Donne e resilienza nel mondo delle discipline STEM: le ingegnere si raccontano

“Se siamo qui è per ribadire un concetto fondamentale: le discipline STEM sono per tutte e tutti, senza distinzioni di nessun tipo”. Va dritto al punto il prof. Marco Ariola, Direttore del Dipartimento di Ingegneria, che apre così la tavola rotonda STEM Fatale: focus Ingegneria, svoltasi lo scorso 12 marzo (Aula Savarese del Centro Direzionale) nell’ambito della Parthenope Women’s Week. Un incontro che ha visto protagoniste alcune docenti del Dipartimento – Annalisa Iuorio, Elena De Vita, Stefania Campopiano, Gilda Schirinzi, Maria Iovino, Giuseppina Roviello e Filomena Feo – impegnate in un confronto sulle sfide e sulle strategie per superare le barriere di genere in ambito accademico e professionale.

Righe di puntamento su oggetti nominati:
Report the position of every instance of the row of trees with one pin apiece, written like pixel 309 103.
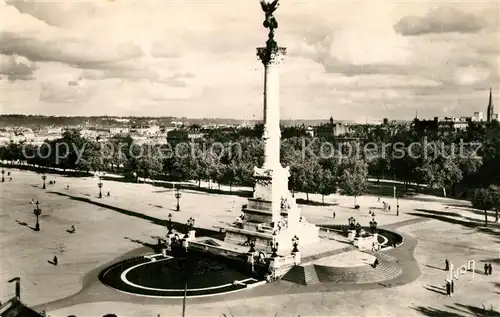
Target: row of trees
pixel 228 157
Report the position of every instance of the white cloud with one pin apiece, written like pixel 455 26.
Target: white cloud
pixel 198 59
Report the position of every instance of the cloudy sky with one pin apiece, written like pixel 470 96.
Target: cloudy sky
pixel 373 58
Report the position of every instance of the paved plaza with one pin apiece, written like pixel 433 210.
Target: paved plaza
pixel 132 217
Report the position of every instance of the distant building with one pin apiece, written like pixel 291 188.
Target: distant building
pixel 478 116
pixel 119 130
pixel 441 126
pixel 176 136
pixel 14 307
pixel 332 130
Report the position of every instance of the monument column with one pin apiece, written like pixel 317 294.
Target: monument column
pixel 271 56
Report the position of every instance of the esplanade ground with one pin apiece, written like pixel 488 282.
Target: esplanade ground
pixel 133 216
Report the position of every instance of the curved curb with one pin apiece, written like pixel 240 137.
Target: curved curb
pixel 94 291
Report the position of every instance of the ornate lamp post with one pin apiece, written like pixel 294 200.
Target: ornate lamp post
pixel 352 223
pixel 295 242
pixel 169 224
pixel 373 225
pixel 178 196
pixel 189 225
pixel 37 211
pixel 358 229
pixel 44 177
pixel 17 280
pixel 186 275
pixel 99 184
pixel 251 243
pixel 274 249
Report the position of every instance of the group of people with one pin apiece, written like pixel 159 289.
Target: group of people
pixel 488 269
pixel 450 287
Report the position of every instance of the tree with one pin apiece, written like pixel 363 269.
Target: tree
pixel 231 174
pixel 482 198
pixel 353 178
pixel 326 184
pixel 495 192
pixel 149 164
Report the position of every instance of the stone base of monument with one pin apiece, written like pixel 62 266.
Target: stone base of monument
pixel 366 241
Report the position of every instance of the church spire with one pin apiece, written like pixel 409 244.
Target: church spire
pixel 489 111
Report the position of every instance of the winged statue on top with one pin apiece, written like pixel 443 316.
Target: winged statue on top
pixel 269 7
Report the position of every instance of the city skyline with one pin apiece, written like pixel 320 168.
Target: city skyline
pixel 352 61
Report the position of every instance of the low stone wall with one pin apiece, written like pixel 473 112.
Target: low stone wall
pixel 394 238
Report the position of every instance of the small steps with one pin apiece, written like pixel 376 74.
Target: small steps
pixel 304 275
pixel 327 253
pixel 358 275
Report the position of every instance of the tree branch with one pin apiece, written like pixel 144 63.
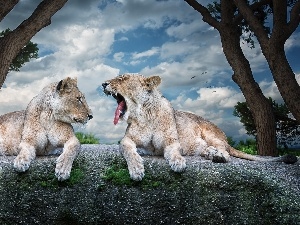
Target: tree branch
pixel 204 12
pixel 253 7
pixel 253 22
pixel 6 6
pixel 294 19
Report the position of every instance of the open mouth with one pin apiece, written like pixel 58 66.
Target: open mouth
pixel 121 108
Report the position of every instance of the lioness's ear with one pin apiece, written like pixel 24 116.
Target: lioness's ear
pixel 66 84
pixel 153 81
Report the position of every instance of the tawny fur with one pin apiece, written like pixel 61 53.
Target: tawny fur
pixel 45 125
pixel 154 125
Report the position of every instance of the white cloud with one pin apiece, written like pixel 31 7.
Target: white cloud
pixel 118 57
pixel 83 34
pixel 148 53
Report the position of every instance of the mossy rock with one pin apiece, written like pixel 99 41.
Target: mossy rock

Azioni richieste:
1) Rispondi a queste domande sull'estratto fornito:
(a) Chi è il Direttore del Dipartimento di Ingegneria?
(b) In quale aula si è svolta la tavola rotonda?
(c) Nell'ambito di quale iniziativa si è tenuto l'incontro?
2) Modifica, per favore, il tratto delle righe che si apre con la riga contenente "Report the position of every instance of the ornate" e si chiude con quella contenente "pixel 394 238": sostituisci "one pin apiece" con "a single pin each" e lascia invariato tutto il resto. Riporta soltanto quel tratto.

Risposte in ordine:
1)
(a) Il prof. Marco Ariola.
(b) Nell'Aula Savarese del Centro Direzionale.
(c) Nella Parthenope Women's Week.

2)
Report the position of every instance of the ornate lamp post with a single pin each, written like pixel 294 200.
Target: ornate lamp post
pixel 352 223
pixel 295 242
pixel 169 224
pixel 373 225
pixel 178 196
pixel 189 225
pixel 37 211
pixel 358 229
pixel 44 177
pixel 17 280
pixel 186 275
pixel 99 184
pixel 251 243
pixel 274 249
Report the position of every instance of the group of people with a single pin each, written like pixel 159 289.
Target: group of people
pixel 488 269
pixel 450 287
Report the position of every instance of the tree with a single pin each, written like pixel 363 269.
Target: tree
pixel 231 174
pixel 482 198
pixel 353 178
pixel 326 184
pixel 495 192
pixel 149 164
Report the position of every instance of the stone base of monument with a single pin each, written like pixel 62 266.
Target: stone base of monument
pixel 366 241
Report the position of every instance of the church spire with a single pin each, written like pixel 409 244.
Target: church spire
pixel 489 111
Report the position of every instance of the winged statue on top with a single pin each, written like pixel 443 316.
Target: winged statue on top
pixel 269 7
Report the position of every instance of the city skyline with a single pin each, written like pixel 320 168.
Target: city skyline
pixel 352 61
Report the position of every instance of the low stone wall with a single pin each, written like pixel 473 112.
Target: low stone wall
pixel 394 238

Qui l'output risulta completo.